SET TASK 1. Which organizations does the metadata post name?
SOURCE TEXT start
Metadata and the Future of E-Books

You might think that an article about metadata might have some material, maybe even a comment or two from librarians who have been creating GOOD metadata for a LONG time. OCLC, LC, and so many other places (perhaps a nearby university library) I'm sure would be happy to talk and/or direct the writer to important people to talk to.

But, as is usually the case, it doesn't happen.

However, the word librarian does appear.

From the Article:

Publishing metadata, for instance — things like ISBNs, trim size, etc. — has traditionally been one of the dullest aspects of the business, useful for selling to retailers and libraries but not much else. Now, however, publishers are expanding their definition and uses of metadata, in order to make their titles easier to find in text searches. Readers don’t care about metadata — until they can or can’t find the book they’re looking for.

Of course, with more data being available in a record (table of contents, author bio, related titles, even the full text of the book) you're also creating more potential access points. The challenge is maximizing to the most relevant results without enough results (in no particular order) that does not allow for retrieval and upsets the searcher.

I'm sure organizations like ALCTS would be happy to talk about cataloging (aka metadata) created and maintained (just as important) by humans, professionals.

Nevertheless, the article is a good read. Here's one more paragraph:

“Making a title discoverable in a world where hundreds of thousands of books are published each year is more critical than when only tens of thousands were being published,” Don [Linn] says. “Basically, if you do a poor job with your metadata, you’re hosed.” Metadata is good information management, but in a search-driven business, it’s good marketing too.
SOURCE TEXT end
RECORDS FOR THE EXERCISE start
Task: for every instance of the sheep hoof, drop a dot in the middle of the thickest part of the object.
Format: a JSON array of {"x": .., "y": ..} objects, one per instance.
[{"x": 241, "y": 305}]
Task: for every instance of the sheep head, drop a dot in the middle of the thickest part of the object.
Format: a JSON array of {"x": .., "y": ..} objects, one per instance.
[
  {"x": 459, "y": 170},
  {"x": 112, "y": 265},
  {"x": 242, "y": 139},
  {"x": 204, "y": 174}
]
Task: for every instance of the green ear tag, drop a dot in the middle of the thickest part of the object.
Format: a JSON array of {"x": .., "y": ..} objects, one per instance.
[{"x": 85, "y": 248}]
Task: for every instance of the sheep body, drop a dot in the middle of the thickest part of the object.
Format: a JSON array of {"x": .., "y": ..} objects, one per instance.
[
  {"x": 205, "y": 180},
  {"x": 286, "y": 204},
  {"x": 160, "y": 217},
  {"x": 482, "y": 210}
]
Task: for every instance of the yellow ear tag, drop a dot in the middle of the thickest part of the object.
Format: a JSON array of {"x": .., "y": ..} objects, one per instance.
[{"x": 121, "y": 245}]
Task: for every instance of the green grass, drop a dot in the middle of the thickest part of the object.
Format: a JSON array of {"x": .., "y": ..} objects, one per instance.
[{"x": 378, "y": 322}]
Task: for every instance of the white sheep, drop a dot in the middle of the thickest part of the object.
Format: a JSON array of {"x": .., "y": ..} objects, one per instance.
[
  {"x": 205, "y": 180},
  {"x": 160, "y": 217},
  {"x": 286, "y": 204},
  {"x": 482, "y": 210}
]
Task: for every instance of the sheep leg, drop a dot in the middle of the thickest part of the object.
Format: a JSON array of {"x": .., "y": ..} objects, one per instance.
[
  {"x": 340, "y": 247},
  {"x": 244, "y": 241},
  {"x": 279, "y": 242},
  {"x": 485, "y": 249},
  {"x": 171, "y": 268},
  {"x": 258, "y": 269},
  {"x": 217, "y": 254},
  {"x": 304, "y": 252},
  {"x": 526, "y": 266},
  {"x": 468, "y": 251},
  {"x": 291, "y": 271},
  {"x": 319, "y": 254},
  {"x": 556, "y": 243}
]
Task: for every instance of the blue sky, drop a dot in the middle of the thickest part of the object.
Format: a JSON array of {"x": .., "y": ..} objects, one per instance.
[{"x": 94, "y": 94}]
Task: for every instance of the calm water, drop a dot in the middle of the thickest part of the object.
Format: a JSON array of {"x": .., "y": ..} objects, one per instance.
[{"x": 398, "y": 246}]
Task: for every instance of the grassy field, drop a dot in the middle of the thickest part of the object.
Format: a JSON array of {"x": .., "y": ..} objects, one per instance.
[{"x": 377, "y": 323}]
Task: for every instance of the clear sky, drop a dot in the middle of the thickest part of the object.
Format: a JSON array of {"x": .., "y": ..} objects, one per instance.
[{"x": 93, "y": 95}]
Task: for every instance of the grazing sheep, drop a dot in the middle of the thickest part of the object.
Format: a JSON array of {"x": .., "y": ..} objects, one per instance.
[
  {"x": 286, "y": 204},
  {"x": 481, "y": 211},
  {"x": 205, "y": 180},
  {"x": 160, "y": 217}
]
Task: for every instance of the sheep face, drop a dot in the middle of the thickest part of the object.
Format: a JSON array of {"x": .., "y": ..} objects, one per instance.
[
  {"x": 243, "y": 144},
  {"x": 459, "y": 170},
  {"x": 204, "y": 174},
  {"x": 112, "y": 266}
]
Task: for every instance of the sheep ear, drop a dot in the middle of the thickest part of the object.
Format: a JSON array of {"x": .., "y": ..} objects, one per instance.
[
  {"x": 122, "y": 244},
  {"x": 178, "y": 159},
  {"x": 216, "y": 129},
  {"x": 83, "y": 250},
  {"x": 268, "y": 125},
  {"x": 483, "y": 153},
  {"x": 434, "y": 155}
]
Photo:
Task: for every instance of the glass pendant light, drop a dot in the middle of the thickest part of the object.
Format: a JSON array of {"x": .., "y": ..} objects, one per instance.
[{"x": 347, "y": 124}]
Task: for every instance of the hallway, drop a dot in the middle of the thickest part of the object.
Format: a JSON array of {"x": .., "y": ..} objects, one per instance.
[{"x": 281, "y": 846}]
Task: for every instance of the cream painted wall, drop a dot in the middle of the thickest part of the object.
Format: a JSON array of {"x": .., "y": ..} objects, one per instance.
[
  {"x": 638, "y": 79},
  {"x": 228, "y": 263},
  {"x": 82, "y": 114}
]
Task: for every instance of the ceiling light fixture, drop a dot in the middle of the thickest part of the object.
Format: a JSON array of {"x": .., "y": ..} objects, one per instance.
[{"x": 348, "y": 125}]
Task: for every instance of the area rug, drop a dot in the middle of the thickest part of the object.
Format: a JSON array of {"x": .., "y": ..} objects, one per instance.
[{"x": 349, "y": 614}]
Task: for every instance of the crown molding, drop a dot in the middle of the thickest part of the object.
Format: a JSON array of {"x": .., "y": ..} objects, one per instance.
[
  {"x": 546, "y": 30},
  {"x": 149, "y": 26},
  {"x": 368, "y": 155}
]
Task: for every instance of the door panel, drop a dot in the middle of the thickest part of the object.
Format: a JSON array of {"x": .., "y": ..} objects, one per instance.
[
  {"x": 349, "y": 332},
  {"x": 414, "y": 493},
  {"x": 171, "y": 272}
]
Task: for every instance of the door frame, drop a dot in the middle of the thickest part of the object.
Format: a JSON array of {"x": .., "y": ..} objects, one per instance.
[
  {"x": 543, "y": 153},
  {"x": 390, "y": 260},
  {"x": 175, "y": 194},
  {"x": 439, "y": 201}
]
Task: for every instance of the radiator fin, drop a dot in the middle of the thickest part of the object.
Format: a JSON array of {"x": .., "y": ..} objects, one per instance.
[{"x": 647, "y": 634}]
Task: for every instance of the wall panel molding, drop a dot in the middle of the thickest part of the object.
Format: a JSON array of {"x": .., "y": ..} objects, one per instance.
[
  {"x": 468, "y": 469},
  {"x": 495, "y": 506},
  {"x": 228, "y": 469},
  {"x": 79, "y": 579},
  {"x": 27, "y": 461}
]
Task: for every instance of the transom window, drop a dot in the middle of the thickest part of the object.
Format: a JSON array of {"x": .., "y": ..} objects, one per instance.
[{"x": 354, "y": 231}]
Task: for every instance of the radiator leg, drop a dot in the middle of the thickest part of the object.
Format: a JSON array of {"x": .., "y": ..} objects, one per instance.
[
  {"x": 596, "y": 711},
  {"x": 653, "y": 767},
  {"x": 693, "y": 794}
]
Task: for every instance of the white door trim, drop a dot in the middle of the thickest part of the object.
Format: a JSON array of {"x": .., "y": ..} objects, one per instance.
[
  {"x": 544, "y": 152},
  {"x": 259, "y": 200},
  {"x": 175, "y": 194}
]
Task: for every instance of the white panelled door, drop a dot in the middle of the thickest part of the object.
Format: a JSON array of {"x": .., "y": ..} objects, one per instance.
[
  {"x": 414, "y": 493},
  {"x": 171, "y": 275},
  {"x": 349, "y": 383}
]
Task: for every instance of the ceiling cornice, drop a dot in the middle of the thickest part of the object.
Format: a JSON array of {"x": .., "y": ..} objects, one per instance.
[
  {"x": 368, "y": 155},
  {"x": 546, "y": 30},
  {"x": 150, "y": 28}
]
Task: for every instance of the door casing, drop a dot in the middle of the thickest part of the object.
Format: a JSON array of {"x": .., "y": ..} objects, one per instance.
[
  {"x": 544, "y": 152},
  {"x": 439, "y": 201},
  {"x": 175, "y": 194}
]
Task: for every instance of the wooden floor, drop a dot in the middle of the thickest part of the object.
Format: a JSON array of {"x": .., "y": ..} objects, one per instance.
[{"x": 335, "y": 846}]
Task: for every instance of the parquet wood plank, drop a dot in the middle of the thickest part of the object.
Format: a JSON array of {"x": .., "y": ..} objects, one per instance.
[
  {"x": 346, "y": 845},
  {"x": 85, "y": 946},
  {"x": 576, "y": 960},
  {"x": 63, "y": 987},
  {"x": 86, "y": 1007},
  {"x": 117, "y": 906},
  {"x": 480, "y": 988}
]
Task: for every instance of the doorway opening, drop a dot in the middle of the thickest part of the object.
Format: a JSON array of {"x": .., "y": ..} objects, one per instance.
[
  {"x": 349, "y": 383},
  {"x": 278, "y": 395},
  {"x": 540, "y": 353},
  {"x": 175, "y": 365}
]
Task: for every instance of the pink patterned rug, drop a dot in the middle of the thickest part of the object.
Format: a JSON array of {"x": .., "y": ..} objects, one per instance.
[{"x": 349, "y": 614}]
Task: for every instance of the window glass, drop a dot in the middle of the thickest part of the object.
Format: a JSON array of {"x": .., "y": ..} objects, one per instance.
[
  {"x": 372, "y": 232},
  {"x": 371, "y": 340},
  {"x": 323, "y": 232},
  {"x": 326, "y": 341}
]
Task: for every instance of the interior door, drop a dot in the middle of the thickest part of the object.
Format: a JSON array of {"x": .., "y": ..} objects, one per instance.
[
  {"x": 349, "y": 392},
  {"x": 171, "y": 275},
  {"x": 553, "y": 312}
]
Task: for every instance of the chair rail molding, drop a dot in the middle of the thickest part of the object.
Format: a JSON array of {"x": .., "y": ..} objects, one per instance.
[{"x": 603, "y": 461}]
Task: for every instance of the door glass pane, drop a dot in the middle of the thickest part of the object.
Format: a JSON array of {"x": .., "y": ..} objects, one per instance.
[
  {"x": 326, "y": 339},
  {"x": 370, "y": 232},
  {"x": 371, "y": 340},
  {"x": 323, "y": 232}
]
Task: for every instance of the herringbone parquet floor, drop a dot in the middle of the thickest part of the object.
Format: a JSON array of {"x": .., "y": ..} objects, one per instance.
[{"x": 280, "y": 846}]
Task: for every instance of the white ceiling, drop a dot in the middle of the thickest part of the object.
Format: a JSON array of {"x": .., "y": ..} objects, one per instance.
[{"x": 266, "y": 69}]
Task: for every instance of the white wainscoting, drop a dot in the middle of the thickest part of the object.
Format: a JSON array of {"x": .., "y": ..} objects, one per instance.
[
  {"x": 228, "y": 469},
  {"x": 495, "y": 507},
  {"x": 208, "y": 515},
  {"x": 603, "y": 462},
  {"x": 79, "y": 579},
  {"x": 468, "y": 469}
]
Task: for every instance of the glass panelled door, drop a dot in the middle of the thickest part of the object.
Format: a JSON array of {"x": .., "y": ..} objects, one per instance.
RECORDS FOR THE EXERCISE end
SET TASK 2. Swap "white" for "cream" in the records, starting with the line that contains "Task: for every instance of the door glass" and going on through the end of the records, and give back only those lines.

RESULT 1. OCLC, LC, ALCTS

RESULT 2.
Task: for every instance of the door glass pane, drop a dot in the middle of the thickest part of the object.
Format: a JSON array of {"x": .., "y": ..} objects, one per instance.
[
  {"x": 326, "y": 339},
  {"x": 370, "y": 232},
  {"x": 371, "y": 340},
  {"x": 323, "y": 232}
]
Task: for every instance of the herringbone parquet floor, drop a dot in the middle of the thickest part of the object.
Format: a JSON array of {"x": .., "y": ..} objects, one per instance.
[{"x": 280, "y": 846}]
Task: for every instance of the cream ceiling, drop a dot in the middle of the thickest part of the object.
Format: a JSON array of {"x": .., "y": ..} objects, one per instance.
[{"x": 266, "y": 69}]
Task: for every instance of the cream wainscoting, drop a dot in the middle of the thickest part of the object.
Format: a JSON array of {"x": .., "y": ..} objects, one per instance.
[
  {"x": 228, "y": 469},
  {"x": 495, "y": 507},
  {"x": 208, "y": 515},
  {"x": 603, "y": 462},
  {"x": 79, "y": 579},
  {"x": 468, "y": 469}
]
Task: for every instance of the glass panelled door, drop a dot in the middle of the thickest part of the object.
Format: a JSON array of {"x": .., "y": ..} objects, one per instance.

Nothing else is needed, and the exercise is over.